== Tarefas a realizar ==
1. Enumere as coisas para as quais a viúva, no bloco de texto, pergunta quem a há de ajudar.
2. Indique se cada afirmação concorda com o bloco de texto, respondendo sim ou não e citando literalmente as palavras que o decidem:
(a) Os mandamentos do padre foram recolhidos pelo Abade de Baçal junto do povo.
(b) O padre aceita ajudar a viúva a cavar as vinhas.
(c) As duas respostas do padre têm oito sílabas cada uma.
3. Transcreva literalmente o trecho do bloco de texto que começa em "E respondia o" e termina em "que me deixas?".

== Bloco de texto ==
====
O segundo dos cinco mandamentos do padre recolhidos pelo Abade de Baçal junto do povo, diz claramente: 2° Tomar a melhor igreja e a melhor rapariga de todo o mundo.
O que não significa que não haja, da parte do povo, um certo grau de compreensão. É esse o sentido desta quadra, que insinua que o padre prevaricador pode contar com a tolerância da própria hierarquia:

O padre quando namora
C’uma mão tapa a coroa.
Namora, padre, namora,
Que Roma tudo perdoa.

A conta seguinte põe-nos frente a frente com aquilo que um padre está disposto a repartir com uma mulher que acaba de enviuvar.
Era uma vez um homem que morreu. Enquanto o estavam a enterrar, desgraciava-se a viúva:
− Ó homem da minha alma, que tão cedo me deixas sozinha neste mundo! Quem me há-de agora ajudar a beber o vinho das nossas vinhas?
E respondia o padre, a abanar a caldeirinha da água benta, cantarolando:
− Eu e tu e tu e eu! 
Tornava a mulher:
− E quem me há-de agora ajudar a comer as carnes que estão na salgadeira?
Queria ela dizer os presuntos e os salpicões.
E o padre:
− Eu e tu e tu e eu! 
E a mulher:
− E quem me há-de ajudar a romper os meus lençóis de linho?
E o padre: 
− Eu e tu e tu e eu! 
Por fim, dizia a viúva:
− E quem me há-de ajudar a cavar as vinhas e a lavrar as terras que me deixas?
E o padre, muito lesto: 
− Libera nos dominé! 
O que nos faz rir nesta conta? 
No plano do conteúdo, o facto de o padre aceitar partilhar com a viúva a parte agradável da herança (o vinho, a carne e os lençóis de linho, leia-se: os folguedos do leito) mas renegar a parte má, isto é, as canseiras da lavoura. Ou seja: a escolha óbvia, aquilo que o povo do Nordeste ironicamente comenta com um “ai não, que é mosca”.
No plano fónico, é também risível o facto de as respostas do padre — ‘eu e tu e tu e eu’ e ‘libera nos, domine’ — terem ambas sete sílabas, sendo pois entoadas com a mesma música, inspirada em momentos do culto. Deve ainda acrescentar-se que qualquer frase que arremede o latim litúrgico costuma ter um efeito hilariante.
====
== Dados apresentados ==
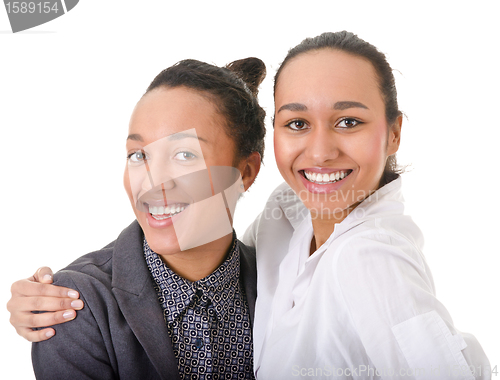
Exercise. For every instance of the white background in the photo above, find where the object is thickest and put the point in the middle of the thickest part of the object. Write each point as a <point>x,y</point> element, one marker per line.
====
== Lista de soluções ==
1.
- beber o vinho das nossas vinhas
- comer as carnes que estão na salgadeira
- romper os meus lençóis de linho
- cavar as vinhas e lavrar as terras que me deixas

2.
(a) Sim: "recolhidos pelo Abade de Baçal junto do povo"
(b) Não: "renegar a parte má, isto é, as canseiras da lavoura"
(c) Não: "terem ambas sete sílabas"

3.
E respondia o padre, a abanar a caldeirinha da água benta, cantarolando:
− Eu e tu e tu e eu! 
Tornava a mulher:
− E quem me há-de agora ajudar a comer as carnes que estão na salgadeira?
Queria ela dizer os presuntos e os salpicões.
E o padre:
− Eu e tu e tu e eu! 
E a mulher:
− E quem me há-de ajudar a romper os meus lençóis de linho?
E o padre: 
− Eu e tu e tu e eu! 
Por fim, dizia a viúva:
− E quem me há-de ajudar a cavar as vinhas e a lavrar as terras que me deixas?